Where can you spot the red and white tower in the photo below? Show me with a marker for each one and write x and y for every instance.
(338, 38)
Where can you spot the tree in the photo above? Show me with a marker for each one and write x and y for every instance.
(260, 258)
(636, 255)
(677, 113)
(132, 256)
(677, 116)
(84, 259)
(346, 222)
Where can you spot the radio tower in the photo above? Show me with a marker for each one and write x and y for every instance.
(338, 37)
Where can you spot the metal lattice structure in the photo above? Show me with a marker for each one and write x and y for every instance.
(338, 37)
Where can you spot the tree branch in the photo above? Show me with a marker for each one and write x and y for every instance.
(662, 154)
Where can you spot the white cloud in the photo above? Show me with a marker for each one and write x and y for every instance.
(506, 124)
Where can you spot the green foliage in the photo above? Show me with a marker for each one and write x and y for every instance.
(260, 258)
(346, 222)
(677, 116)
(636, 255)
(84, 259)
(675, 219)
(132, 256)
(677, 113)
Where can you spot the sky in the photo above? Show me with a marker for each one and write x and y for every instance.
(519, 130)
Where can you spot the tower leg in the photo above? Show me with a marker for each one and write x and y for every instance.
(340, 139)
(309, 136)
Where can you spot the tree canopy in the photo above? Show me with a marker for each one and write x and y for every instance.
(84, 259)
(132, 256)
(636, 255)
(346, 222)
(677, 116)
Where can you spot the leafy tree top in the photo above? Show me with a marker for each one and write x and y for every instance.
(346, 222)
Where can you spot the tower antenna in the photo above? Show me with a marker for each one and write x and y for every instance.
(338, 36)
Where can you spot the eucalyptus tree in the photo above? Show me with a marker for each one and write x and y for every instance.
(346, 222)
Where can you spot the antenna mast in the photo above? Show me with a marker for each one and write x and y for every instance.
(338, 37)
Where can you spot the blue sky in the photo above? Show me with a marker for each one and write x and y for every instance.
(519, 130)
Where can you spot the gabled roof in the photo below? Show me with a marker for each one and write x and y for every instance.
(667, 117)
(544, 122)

--- Prompt ---
Quote all of the entries exactly as they appear.

--- Answer space ---
Where can you spot the red and white tower in the photo below? Show me with a marker for each one and write x and y for every instance.
(338, 38)
Where can you spot the tree in the photo above? Show me with a marker for each one and write x and y for every instance.
(260, 258)
(636, 255)
(677, 113)
(132, 256)
(677, 116)
(84, 259)
(346, 222)
Where can you spot the radio tower in the photo above? Show me with a marker for each one and write x and y for every instance.
(338, 37)
Where can you spot the metal lattice structure in the photo above? Show me with a marker for each one and write x and y for every instance.
(338, 37)
Where can you spot the tree branch in the photo above? Show me with a marker for each one and write x and y for every instance.
(662, 154)
Where can you spot the white cloud in the photo above? Show me with a marker for each one and write x and y for every instance.
(506, 124)
Where can you spot the green foliage in the photo above? Show me with a marker for each one and write x and y for every instance.
(260, 258)
(346, 222)
(677, 116)
(636, 255)
(84, 259)
(675, 219)
(132, 256)
(677, 113)
Where can you spot the sky in the photo above? Show me with a marker for each one and write x and y for every instance.
(519, 130)
Where can you spot the tower leg in the photo above? Show me with a marker for each one and write x and y for every instance.
(340, 139)
(309, 136)
Where can you spot the tree canopy in the photo above? Show me with a marker for each one and write x and y for every instance.
(84, 259)
(132, 256)
(636, 255)
(346, 222)
(677, 116)
Where can you spot the leafy tree top in the photo above? Show me with a marker for each one and write x and y for every instance.
(346, 222)
Where can you spot the tower antenna in the photo above? Show me with a marker for each one and write x and y for every instance.
(338, 36)
Where can you spot the eucalyptus tree in the photo above? Show me with a marker for each one and write x and y for every instance.
(346, 222)
Where can you spot the antenna mast in the photo above? Show me with a marker for each one and write x and y for every instance.
(338, 37)
Where can you spot the blue sky in the photo above? Show me with a marker for each one and write x and y for every instance.
(519, 130)
Where can you spot the gabled roof in the photo below? Show me with a marker for each one and write x and y for every instance.
(667, 117)
(544, 122)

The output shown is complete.